> **TEXTE FOURNI**

+ + + +

La semaine dernière, la procédure de nomination de Sir Julian King en tant que nouveau commissaire en charge de la « sécurité de l’Union » a franchi l’obstacle de l’audition au Parlement européen. Par une large majorité de 394 membres pour contre 161 voix, le Parlement, qui est consulté en cas de démission d’un commissaire en vertu de l’article 246 TFUE, a donné son aval. Le 19 septembre 2016, le Conseil, en accord avec le président de la Commission, a donc nommé Sir Julian King, en remplacement de Jonathan Hill qui avait démissionné le 25 juin, ce pour la durée du mandat de la Commission restant à courir, c’est-à-dire jusqu’au 31 octobre 2019.
Auparavant, le 12 septembre, les trois heures d’audition du futur commissaire devant la Commission Libe ont été l’occasion de réfléchir à la nature et à la signification de ce choix pour le bon fonctionnement de l’Espace de liberté, sécurité et justice de l’Union européenne.

+ + + +

> **TÂCHES**
**A)** Modifiez un passage du texte sur la nomination de Sir Julian King : reprenez-le à partir des mots "Auparavant, le 12" jusqu’aux mots "de l’Union européenne." inclus, en substituant "deux heures" à "trois heures".
**B)** Résumez en deux phrases le texte sur la nomination de Sir Julian King.
Les enregistrements ci-dessous n’ont aucun rapport avec le texte.

(Extraits d’un jeu de données de pointage)
+ + + +

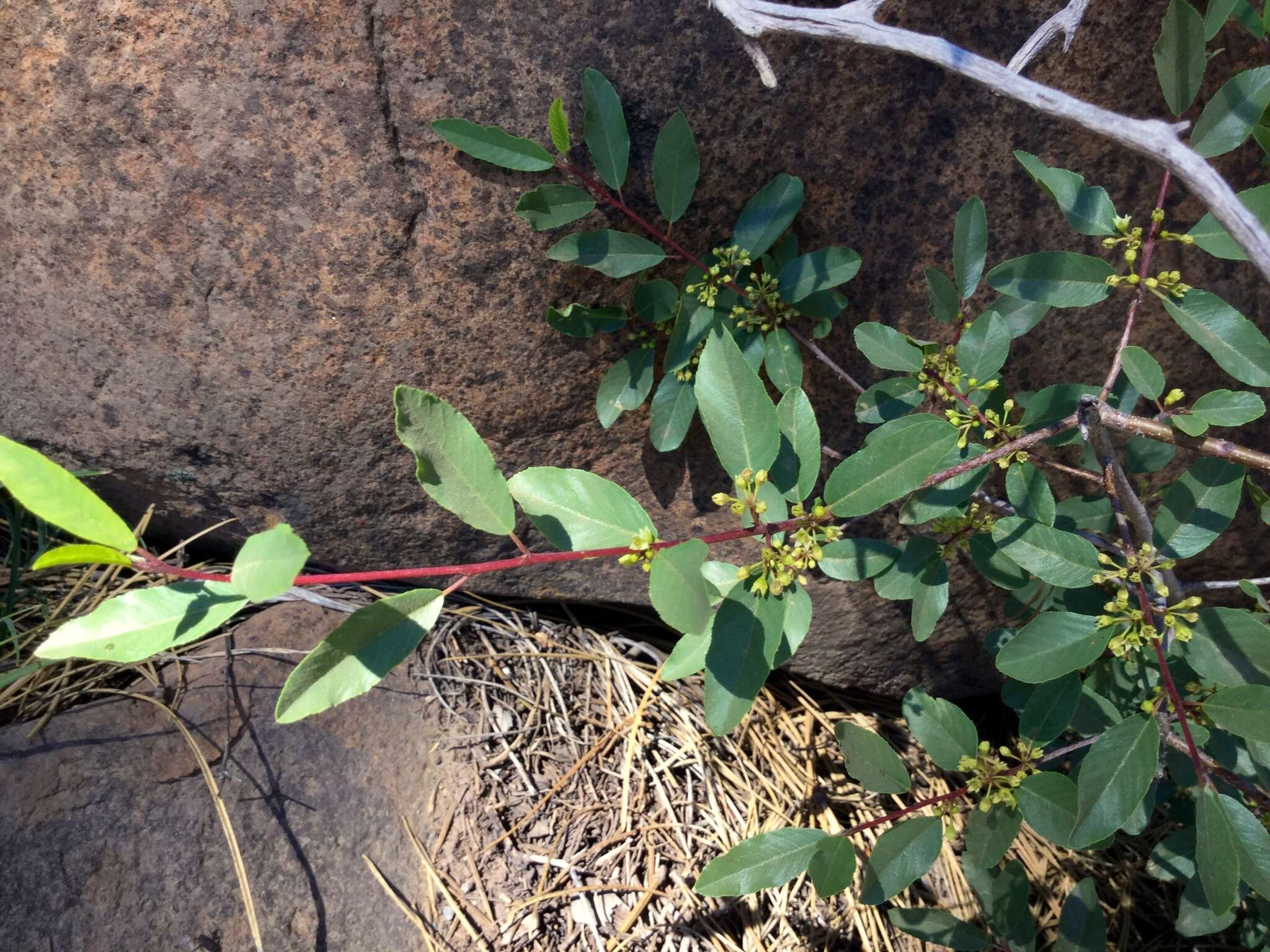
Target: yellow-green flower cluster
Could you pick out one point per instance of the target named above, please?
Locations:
(996, 778)
(642, 550)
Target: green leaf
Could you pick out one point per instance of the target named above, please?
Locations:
(1230, 338)
(143, 622)
(1230, 116)
(1029, 494)
(781, 359)
(1214, 845)
(887, 348)
(858, 559)
(969, 248)
(941, 728)
(358, 654)
(551, 206)
(671, 413)
(1198, 507)
(832, 866)
(745, 638)
(1054, 278)
(1143, 372)
(453, 464)
(984, 347)
(890, 467)
(900, 857)
(1230, 408)
(988, 835)
(613, 253)
(1050, 708)
(677, 589)
(81, 555)
(735, 409)
(575, 509)
(1116, 776)
(939, 928)
(269, 564)
(1081, 926)
(1242, 711)
(1052, 555)
(676, 168)
(818, 271)
(943, 301)
(761, 862)
(558, 125)
(605, 128)
(766, 216)
(1228, 646)
(1179, 55)
(802, 434)
(871, 760)
(625, 386)
(492, 145)
(1088, 208)
(889, 399)
(56, 496)
(1212, 236)
(582, 322)
(1050, 645)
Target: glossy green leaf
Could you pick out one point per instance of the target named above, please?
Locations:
(492, 145)
(1116, 776)
(453, 462)
(984, 347)
(269, 563)
(969, 248)
(143, 622)
(575, 509)
(889, 469)
(358, 654)
(615, 254)
(1029, 494)
(871, 760)
(624, 386)
(735, 409)
(941, 728)
(676, 168)
(761, 862)
(745, 638)
(887, 348)
(1230, 338)
(768, 214)
(1081, 924)
(1198, 507)
(939, 928)
(79, 555)
(1054, 278)
(605, 128)
(56, 496)
(551, 206)
(671, 413)
(832, 866)
(1050, 645)
(558, 125)
(1230, 116)
(1088, 208)
(781, 359)
(1212, 236)
(1179, 55)
(1143, 372)
(818, 271)
(900, 857)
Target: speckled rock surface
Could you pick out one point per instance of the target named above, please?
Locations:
(231, 232)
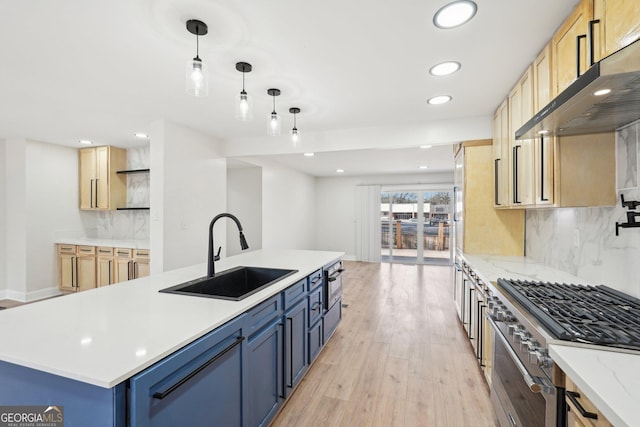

+ + + +

> **RÉPONSES PAR TÂCHE**
**A)**
Auparavant, le 12 septembre, les deux heures d’audition du futur commissaire devant la Commission Libe ont été l’occasion de réfléchir à la nature et à la signification de ce choix pour le bon fonctionnement de l’Espace de liberté, sécurité et justice de l’Union européenne.

**B)** Le 12 septembre, Sir Julian King, pressenti comme commissaire chargé de la « sécurité de l’Union », a été auditionné pendant trois heures devant la Commission Libe. Le Parlement européen, consulté en vertu de l’article 246 TFUE, a ensuite approuvé sa nomination par 394 voix contre 161, et le 19 septembre 2016 le Conseil, en accord avec le président de la Commission, l’a nommé en remplacement de Jonathan Hill, démissionnaire le 25 juin, jusqu’au 31 octobre 2019.